→ Selected text:
━━━━━━
We demonstrate that Higgs boson production in fusion processes is
accompanied by large azimuthal asymmetry. This asymmetry can be used 
to facilitate detection of Higgs boson events. We also demonstrate 
that the double Higgs boson production at threshold is a very appropriate
process to test the existence of new physics at higher energy.

\end{abstract}


\newpage

\section{Introduction.}

  In the modern theory of electroweak interaction Higgs boson plays
the very important role at high energies. Without Higgs bosons the
scattering amplitudes of massive $W$ and $Z$ bosons grow with energy
and
violate unitarity. Diagrams with Higgs bosons exchange improve
drastically this high-energy behaviour and protect  amplitudes  from
violation of unitarity \cite{1}.

 In contrast to the high-energy phenomena the contribution of Higgs
bosons into low-energy processes is very small according to the
Veltman's screening theorem \cite{2}. As a result a little is known
about Higgs
boson properties from the current experiments. From all electroweak
measurements at LEP1,SLC and LEP2 it follows that \cite{3}
$$
70 \mbox{\rm Gev} < m_h < 465 \mbox{\rm Gev} \;\;\; 95\% c.l.
$$
and that is it.

 The main mission of the future experiments is to discover Higgs boson
and to study its interactions.
━━━━━━
Point placement records
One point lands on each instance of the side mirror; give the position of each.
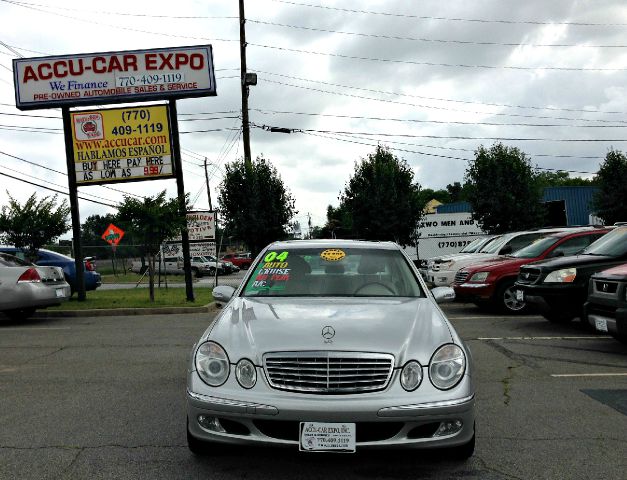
(443, 294)
(223, 293)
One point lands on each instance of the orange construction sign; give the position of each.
(113, 235)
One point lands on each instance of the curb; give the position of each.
(111, 312)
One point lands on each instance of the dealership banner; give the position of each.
(113, 77)
(121, 144)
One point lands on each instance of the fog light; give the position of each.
(210, 423)
(449, 427)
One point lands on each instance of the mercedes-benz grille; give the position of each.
(328, 372)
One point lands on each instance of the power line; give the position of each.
(436, 64)
(444, 122)
(452, 19)
(431, 107)
(441, 99)
(449, 137)
(430, 40)
(423, 153)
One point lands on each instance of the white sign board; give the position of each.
(443, 233)
(201, 226)
(113, 77)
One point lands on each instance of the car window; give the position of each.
(613, 244)
(521, 241)
(537, 248)
(353, 272)
(571, 246)
(7, 260)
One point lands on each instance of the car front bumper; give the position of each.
(383, 420)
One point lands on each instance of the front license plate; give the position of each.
(600, 324)
(327, 437)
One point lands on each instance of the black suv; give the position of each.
(558, 287)
(606, 308)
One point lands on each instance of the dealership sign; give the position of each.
(201, 226)
(114, 77)
(121, 144)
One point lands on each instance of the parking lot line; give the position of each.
(577, 337)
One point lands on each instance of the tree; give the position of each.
(503, 190)
(383, 199)
(154, 220)
(255, 205)
(562, 179)
(34, 224)
(610, 202)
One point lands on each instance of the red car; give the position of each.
(491, 283)
(241, 260)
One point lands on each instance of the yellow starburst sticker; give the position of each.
(332, 254)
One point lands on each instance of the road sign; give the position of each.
(113, 235)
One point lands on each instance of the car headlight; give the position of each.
(246, 373)
(566, 275)
(411, 375)
(212, 364)
(479, 277)
(447, 366)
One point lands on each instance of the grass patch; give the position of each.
(137, 298)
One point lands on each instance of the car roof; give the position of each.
(335, 243)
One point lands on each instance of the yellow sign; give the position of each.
(332, 254)
(122, 144)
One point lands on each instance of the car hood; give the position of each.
(572, 261)
(408, 328)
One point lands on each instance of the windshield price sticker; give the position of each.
(327, 437)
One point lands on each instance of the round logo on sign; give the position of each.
(332, 254)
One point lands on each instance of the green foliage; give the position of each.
(255, 206)
(562, 179)
(427, 194)
(153, 220)
(339, 223)
(382, 199)
(503, 190)
(610, 202)
(34, 224)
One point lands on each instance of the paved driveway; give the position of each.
(105, 398)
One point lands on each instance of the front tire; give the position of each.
(505, 299)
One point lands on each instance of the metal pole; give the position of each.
(207, 182)
(76, 219)
(242, 49)
(178, 166)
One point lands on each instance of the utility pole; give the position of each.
(245, 83)
(207, 182)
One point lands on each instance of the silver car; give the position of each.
(24, 287)
(334, 346)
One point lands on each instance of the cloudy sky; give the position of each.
(432, 80)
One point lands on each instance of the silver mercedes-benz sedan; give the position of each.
(335, 346)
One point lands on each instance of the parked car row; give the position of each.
(67, 264)
(590, 285)
(25, 287)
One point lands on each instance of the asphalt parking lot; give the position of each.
(105, 398)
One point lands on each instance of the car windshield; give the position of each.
(347, 272)
(536, 248)
(495, 245)
(7, 260)
(473, 246)
(613, 244)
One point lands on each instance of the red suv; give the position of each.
(491, 283)
(241, 260)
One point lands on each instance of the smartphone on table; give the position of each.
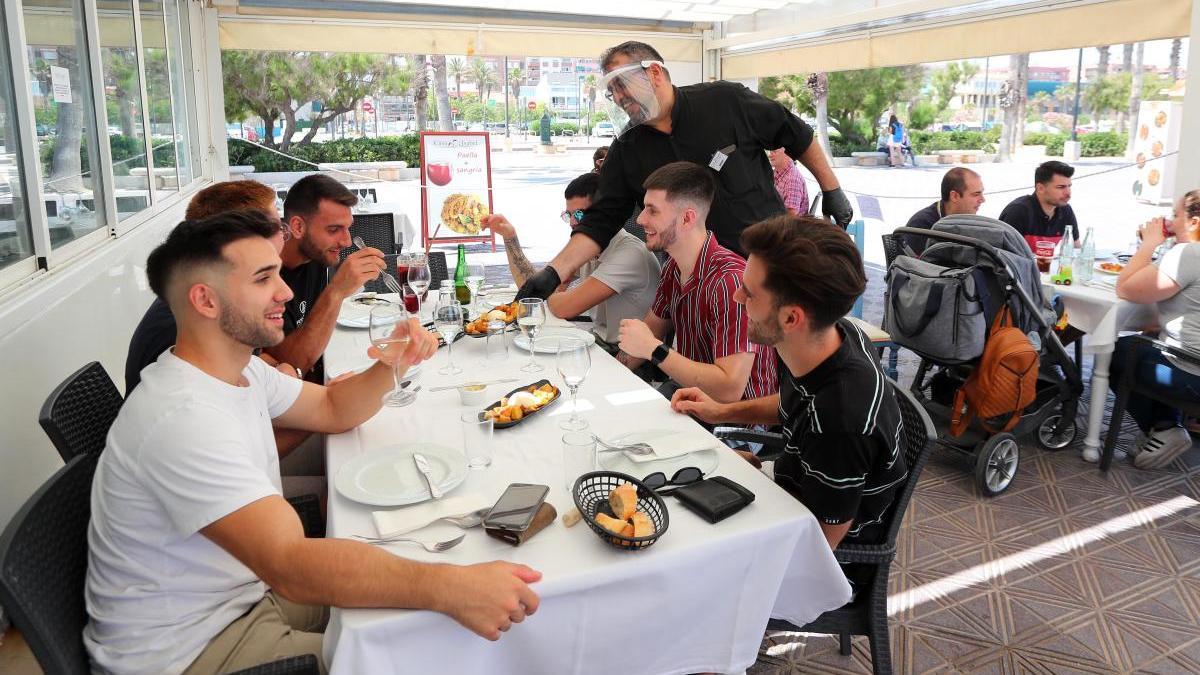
(516, 507)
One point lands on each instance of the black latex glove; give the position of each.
(540, 285)
(835, 204)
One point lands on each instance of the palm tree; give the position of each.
(484, 78)
(457, 70)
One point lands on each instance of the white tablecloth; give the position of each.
(696, 601)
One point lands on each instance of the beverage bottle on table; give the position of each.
(460, 278)
(1086, 258)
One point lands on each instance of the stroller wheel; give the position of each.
(1050, 441)
(996, 464)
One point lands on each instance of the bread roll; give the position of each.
(642, 525)
(612, 524)
(623, 501)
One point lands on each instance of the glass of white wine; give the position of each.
(531, 315)
(448, 321)
(574, 362)
(389, 332)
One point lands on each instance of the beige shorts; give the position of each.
(273, 629)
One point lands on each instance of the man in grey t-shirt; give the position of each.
(617, 284)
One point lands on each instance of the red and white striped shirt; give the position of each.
(708, 323)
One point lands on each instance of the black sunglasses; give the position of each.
(685, 476)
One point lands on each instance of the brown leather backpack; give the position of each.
(1005, 381)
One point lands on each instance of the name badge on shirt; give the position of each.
(720, 156)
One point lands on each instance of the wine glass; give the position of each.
(419, 276)
(475, 274)
(531, 315)
(574, 362)
(448, 317)
(389, 333)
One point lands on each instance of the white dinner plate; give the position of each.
(705, 460)
(549, 339)
(388, 476)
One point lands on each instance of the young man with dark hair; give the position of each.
(717, 124)
(841, 423)
(317, 214)
(1044, 214)
(196, 562)
(616, 285)
(695, 296)
(961, 193)
(156, 332)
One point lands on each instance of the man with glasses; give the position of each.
(616, 285)
(720, 125)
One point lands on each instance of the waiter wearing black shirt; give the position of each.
(1044, 214)
(720, 124)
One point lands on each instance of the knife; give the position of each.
(423, 465)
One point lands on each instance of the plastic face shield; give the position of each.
(629, 95)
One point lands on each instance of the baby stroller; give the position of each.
(976, 266)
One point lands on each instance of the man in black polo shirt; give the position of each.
(721, 125)
(317, 213)
(841, 423)
(961, 193)
(1044, 214)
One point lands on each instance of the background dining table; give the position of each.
(699, 599)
━━━━━━
→ Tasks and exercises:
**1.** Name every item listed in the Higgs boson text as a source of the electroweak measurements that set the bounds on the Higgs boson mass.
**2.** Echo the Higgs boson text word for word, beginning at the words that contain "In contrast to" and stopping after "study its interactions.".

→ Answer list:
**1.** LEP1, SLC, LEP2

**2.**
In contrast to the high-energy phenomena the contribution of Higgs
bosons into low-energy processes is very small according to the
Veltman's screening theorem \cite{2}. As a result a little is known
about Higgs
boson properties from the current experiments. From all electroweak
measurements at LEP1,SLC and LEP2 it follows that \cite{3}
$$
70 \mbox{\rm Gev} < m_h < 465 \mbox{\rm Gev} \;\;\; 95\% c.l.
$$
and that is it.

 The main mission of the future experiments is to discover Higgs boson
and to study its interactions.